[START OF Items]

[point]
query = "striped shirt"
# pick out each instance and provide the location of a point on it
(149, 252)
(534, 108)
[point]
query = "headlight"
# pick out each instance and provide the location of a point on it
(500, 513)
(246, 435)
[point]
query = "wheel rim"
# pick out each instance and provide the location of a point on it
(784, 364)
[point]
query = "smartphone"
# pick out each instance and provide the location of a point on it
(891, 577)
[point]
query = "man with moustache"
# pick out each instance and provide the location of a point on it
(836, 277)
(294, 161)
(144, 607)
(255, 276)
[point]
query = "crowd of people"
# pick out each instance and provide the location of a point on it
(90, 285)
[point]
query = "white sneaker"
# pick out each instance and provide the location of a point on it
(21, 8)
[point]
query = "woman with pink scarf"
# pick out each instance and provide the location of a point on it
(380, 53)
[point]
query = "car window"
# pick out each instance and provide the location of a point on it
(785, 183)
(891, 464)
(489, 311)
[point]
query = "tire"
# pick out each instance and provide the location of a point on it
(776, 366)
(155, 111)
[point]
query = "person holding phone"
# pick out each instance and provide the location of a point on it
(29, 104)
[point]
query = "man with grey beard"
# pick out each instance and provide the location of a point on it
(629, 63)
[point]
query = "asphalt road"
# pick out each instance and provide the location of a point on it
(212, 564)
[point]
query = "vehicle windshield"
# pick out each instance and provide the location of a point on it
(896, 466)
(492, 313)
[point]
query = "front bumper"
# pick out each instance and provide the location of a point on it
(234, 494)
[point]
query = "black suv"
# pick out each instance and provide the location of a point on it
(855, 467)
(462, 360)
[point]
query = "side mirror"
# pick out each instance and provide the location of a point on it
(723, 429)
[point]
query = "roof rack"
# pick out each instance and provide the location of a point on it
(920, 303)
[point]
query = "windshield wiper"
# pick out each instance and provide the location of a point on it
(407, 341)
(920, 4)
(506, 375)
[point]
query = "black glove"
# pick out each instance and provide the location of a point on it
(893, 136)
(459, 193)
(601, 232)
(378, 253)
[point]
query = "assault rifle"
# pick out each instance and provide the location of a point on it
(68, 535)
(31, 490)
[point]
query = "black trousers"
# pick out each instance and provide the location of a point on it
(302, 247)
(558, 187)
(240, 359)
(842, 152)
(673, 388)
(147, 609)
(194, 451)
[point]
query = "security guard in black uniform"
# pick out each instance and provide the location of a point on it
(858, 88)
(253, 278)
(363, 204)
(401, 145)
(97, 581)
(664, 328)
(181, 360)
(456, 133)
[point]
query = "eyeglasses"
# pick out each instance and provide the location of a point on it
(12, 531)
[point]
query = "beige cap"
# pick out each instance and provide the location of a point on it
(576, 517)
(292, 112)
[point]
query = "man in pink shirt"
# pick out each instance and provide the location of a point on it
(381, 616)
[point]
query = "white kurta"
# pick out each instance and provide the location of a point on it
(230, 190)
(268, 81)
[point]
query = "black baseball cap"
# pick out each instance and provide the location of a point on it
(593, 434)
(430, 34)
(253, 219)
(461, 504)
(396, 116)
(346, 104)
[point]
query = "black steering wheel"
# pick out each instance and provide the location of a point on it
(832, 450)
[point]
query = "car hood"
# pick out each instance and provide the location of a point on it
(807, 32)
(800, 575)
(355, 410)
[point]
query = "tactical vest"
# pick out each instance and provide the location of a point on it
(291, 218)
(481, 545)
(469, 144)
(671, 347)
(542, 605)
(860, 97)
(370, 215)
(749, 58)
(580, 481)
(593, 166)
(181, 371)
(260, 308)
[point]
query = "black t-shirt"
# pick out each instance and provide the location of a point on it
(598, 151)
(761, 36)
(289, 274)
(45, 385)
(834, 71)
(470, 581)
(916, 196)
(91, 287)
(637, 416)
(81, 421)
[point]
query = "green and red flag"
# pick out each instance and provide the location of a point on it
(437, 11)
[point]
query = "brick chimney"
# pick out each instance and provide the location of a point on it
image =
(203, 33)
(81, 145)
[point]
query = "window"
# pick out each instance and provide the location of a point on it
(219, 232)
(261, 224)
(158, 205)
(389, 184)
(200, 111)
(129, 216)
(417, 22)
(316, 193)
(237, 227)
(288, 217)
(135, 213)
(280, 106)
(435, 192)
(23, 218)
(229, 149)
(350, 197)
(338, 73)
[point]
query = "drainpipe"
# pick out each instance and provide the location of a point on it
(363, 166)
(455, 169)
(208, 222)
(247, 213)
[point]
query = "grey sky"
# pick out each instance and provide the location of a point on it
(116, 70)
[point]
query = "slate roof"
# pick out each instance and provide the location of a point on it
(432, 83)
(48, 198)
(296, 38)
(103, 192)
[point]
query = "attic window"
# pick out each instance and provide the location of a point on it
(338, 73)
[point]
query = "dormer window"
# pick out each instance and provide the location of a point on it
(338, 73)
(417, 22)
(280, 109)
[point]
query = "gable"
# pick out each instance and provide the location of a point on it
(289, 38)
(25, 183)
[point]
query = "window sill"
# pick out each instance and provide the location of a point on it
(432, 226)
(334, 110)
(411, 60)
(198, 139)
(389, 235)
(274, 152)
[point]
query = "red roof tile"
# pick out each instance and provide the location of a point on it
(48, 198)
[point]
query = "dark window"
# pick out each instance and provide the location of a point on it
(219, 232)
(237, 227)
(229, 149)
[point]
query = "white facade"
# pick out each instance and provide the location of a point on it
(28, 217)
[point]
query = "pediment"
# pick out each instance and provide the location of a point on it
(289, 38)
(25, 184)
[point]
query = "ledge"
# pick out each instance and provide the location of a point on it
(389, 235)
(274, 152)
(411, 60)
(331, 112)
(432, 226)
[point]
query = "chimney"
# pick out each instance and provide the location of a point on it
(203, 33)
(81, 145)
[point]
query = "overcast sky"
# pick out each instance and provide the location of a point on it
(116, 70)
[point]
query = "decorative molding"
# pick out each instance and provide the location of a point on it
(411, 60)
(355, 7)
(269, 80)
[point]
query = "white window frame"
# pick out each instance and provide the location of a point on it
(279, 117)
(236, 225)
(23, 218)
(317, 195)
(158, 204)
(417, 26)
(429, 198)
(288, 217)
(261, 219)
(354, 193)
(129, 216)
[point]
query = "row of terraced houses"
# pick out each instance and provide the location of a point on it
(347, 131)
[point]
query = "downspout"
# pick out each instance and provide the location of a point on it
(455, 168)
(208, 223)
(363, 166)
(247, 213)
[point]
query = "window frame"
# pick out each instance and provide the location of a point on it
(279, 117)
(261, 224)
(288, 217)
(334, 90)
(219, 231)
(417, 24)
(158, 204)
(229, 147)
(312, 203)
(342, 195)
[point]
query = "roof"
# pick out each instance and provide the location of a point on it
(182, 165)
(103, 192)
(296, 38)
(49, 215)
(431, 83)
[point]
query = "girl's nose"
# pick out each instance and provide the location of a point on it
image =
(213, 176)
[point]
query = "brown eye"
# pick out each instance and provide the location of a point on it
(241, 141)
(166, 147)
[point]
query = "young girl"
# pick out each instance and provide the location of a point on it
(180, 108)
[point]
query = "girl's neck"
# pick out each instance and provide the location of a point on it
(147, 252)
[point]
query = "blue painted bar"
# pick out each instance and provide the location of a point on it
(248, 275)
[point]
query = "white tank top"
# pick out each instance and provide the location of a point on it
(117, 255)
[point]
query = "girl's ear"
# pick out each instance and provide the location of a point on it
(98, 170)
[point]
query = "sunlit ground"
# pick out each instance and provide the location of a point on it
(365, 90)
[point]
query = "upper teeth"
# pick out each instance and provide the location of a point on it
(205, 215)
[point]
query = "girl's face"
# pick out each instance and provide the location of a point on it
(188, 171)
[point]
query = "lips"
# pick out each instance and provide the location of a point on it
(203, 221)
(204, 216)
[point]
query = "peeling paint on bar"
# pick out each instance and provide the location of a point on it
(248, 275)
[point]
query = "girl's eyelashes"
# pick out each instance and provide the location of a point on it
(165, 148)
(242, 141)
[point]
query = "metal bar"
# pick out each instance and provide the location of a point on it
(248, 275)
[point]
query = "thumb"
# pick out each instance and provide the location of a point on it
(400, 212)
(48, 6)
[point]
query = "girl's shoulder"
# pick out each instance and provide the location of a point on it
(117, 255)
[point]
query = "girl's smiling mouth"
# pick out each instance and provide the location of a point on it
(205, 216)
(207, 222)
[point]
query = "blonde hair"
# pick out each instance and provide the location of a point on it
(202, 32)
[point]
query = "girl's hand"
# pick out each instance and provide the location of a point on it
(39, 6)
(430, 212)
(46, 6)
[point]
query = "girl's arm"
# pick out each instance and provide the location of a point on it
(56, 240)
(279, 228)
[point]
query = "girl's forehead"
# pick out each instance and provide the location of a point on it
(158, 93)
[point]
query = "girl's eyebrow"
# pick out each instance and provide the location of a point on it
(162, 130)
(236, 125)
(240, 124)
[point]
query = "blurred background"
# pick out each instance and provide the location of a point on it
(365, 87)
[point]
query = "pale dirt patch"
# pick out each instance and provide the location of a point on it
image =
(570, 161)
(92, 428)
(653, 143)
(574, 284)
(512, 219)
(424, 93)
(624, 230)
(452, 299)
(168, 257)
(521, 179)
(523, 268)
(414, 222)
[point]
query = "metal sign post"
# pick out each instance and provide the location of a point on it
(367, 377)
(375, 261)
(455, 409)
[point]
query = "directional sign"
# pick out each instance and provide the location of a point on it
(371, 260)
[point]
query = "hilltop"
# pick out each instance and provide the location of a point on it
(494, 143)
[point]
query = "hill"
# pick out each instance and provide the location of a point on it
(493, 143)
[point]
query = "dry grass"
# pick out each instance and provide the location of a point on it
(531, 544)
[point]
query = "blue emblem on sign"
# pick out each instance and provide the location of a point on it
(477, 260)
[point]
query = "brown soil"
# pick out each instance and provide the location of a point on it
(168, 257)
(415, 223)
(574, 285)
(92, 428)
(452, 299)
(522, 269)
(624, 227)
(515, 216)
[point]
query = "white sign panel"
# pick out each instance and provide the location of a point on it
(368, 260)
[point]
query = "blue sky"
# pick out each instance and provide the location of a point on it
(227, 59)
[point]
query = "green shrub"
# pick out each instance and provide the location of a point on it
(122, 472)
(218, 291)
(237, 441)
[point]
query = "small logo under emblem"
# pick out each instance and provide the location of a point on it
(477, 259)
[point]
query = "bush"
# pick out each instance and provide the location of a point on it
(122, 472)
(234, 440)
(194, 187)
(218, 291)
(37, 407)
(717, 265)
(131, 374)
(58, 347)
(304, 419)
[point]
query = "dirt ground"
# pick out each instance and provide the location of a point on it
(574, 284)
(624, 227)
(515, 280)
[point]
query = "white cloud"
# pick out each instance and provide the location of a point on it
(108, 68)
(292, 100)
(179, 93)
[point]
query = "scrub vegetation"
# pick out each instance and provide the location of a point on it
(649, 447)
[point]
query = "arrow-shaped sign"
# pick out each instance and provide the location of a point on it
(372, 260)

[END OF Items]

**Exercise instructions**
Please report every line in the items above that contains the string "blue". Case counts, so match capital and lowercase letters precisely.

**Response below**
query = "blue painted bar"
query = "blue emblem on sign"
query = "blue sky"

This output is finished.